__Assigned task A__.
Using the Delusions of Grandma entry below, decide whether each statement agrees with it, answering yes or no and quoting the deciding words: (i) The novel was published by Simon & Schuster. (ii) Cora Sharpe works as an attorney. (iii) The hardback edition runs to 300 pages.
__Assigned task B__.
List every catalog or classification identifier that the Delusions of Grandma entry below gives for the book, along with its value.

Delusions of Grandma
- Author: Carrie Fisher
- Language: English
- Genre: Autobiographical novel
- Publisher: Simon & Schuster
- Publication date: 1994 (1st edition)
- Publication place: United States
- Media type: Print (hardback)
- Pages: 260 pp (hardback edition)
- ISBN: 0-671-73227-7 (hardback edition)
- OCLC: 29668034
- Dewey Decimal: 813/.54 20
- LC Class: PS3556.I8115 D4 1994

= Delusions of Grandma =

1994 novel by Carrie Fisher

Delusions of Grandma is a novel by actress and author Carrie Fisher that was published in 1994.

Like most of Fisher's books, this novel is semi-autobiographical and fictionalizes events seemingly from her real life.

==Plot summary==

The book is about Cora Sharpe, a Hollywood screenwriter who is eight-and-a-half months pregnant by her boyfriend, an attorney named Ray, a relationship that has gone wrong. Concerned that she will not survive labor, Cora begins to write long letters to her unborn child. As she writes, she begins to recall the events that led to her current situation.

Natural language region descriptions
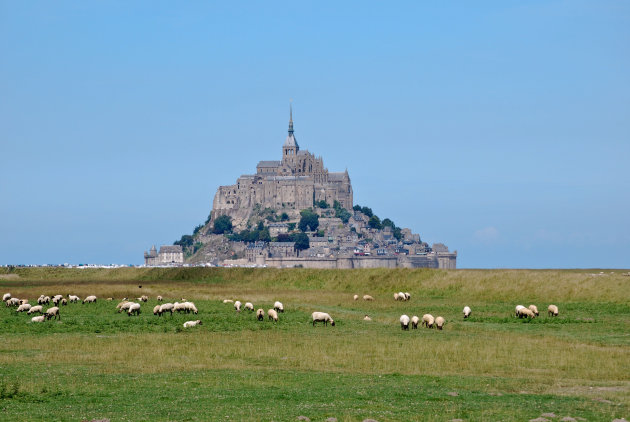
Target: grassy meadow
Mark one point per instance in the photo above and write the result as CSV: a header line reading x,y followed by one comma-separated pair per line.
x,y
96,363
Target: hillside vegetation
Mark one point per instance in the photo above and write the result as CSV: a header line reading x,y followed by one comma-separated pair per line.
x,y
97,363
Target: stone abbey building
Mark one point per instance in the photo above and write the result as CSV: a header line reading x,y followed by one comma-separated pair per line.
x,y
292,184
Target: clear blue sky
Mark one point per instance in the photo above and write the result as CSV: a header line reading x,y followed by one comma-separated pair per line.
x,y
499,128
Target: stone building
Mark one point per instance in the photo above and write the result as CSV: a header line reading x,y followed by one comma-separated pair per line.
x,y
293,183
168,255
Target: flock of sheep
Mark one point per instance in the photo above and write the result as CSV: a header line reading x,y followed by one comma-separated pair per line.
x,y
134,308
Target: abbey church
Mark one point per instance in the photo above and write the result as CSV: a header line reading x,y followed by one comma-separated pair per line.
x,y
291,184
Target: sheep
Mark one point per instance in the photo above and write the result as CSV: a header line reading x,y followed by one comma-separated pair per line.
x,y
23,308
404,322
167,307
52,313
466,311
439,322
414,322
34,309
322,317
526,312
278,306
134,308
428,320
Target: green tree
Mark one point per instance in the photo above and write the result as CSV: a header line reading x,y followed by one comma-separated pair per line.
x,y
222,224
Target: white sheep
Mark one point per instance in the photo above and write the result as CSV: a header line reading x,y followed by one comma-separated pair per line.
x,y
428,320
134,308
278,306
24,308
439,322
404,322
466,311
322,317
414,322
38,309
166,307
52,313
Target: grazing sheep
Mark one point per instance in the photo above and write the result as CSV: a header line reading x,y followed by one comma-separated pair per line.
x,y
167,307
134,308
52,313
526,312
38,309
404,322
278,306
439,322
414,322
322,317
428,320
466,311
23,308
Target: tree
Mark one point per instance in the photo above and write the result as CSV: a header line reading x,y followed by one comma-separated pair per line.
x,y
374,222
309,221
301,241
222,225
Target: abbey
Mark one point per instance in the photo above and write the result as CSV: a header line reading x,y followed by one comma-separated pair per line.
x,y
291,184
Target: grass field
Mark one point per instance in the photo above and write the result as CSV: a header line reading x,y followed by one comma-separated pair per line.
x,y
95,363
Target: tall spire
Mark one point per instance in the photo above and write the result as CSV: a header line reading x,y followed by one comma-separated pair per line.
x,y
290,118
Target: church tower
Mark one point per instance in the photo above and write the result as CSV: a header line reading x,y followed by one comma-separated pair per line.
x,y
290,147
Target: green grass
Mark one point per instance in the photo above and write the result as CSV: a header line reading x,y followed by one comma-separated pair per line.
x,y
97,363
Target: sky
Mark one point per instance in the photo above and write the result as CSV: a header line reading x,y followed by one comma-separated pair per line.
x,y
500,128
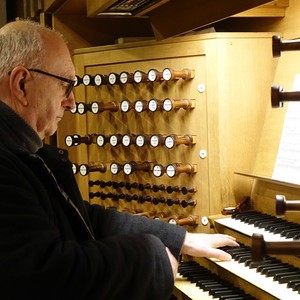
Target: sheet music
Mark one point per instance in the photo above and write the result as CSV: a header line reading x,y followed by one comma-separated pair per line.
x,y
287,166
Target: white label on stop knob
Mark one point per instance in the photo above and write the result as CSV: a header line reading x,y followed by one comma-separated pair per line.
x,y
204,221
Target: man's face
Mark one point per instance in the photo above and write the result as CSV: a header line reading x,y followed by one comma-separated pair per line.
x,y
48,99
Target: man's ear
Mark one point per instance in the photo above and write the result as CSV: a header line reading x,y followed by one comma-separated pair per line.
x,y
17,82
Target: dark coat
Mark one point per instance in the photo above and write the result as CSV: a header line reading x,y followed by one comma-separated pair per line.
x,y
53,245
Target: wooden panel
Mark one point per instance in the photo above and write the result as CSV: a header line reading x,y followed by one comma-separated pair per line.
x,y
272,9
189,15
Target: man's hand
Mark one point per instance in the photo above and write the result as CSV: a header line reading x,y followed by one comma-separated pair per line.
x,y
204,245
173,261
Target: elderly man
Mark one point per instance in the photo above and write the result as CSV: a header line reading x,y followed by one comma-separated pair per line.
x,y
53,244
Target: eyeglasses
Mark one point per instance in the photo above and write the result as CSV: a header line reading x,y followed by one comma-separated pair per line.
x,y
69,81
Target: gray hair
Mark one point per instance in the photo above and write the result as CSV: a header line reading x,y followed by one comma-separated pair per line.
x,y
21,44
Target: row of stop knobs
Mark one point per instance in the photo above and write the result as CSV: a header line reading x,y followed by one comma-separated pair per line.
x,y
143,186
181,219
143,198
131,167
140,140
138,106
153,75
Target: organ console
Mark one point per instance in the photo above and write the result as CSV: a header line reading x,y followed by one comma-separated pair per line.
x,y
227,157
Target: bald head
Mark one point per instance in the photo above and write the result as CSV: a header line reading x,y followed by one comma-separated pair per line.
x,y
36,76
23,43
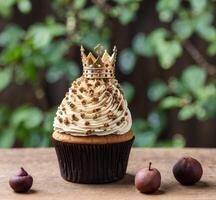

__Problem solution A__.
(i) Yes: "Publisher: Simon & Schuster"
(ii) No: "a Hollywood screenwriter"
(iii) No: "260 pp (hardback edition)"

__Problem solution B__.
ISBN: 0-671-73227-7 (hardback edition)
OCLC: 29668034
Dewey Decimal: 813/.54 20
LC Class: PS3556.I8115 D4 1994